_The input_
━━━

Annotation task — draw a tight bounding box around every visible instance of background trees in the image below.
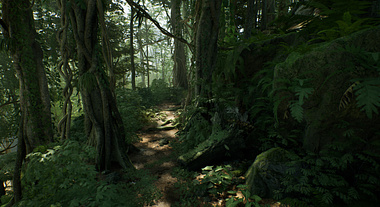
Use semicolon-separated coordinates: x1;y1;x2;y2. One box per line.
0;0;380;205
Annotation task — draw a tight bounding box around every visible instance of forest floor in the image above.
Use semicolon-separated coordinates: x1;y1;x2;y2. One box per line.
130;104;179;207
129;104;280;207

━━━

_Problem_
Reproduce every one of the rows above word for word, but leave out the pictures.

_Result of the task_
Annotation task — draw a tight bounding box around every visible instance of background trees in the image below.
Use semicolon-separated coordinates: x1;y1;x2;y2. One box per line.
0;0;380;205
Annotation task — draw a tight bounding box around every visible instance of forest floor in the image above.
Use semicolon-separated coordinates: x1;y1;x2;y2. One box per line.
130;104;179;207
129;104;280;207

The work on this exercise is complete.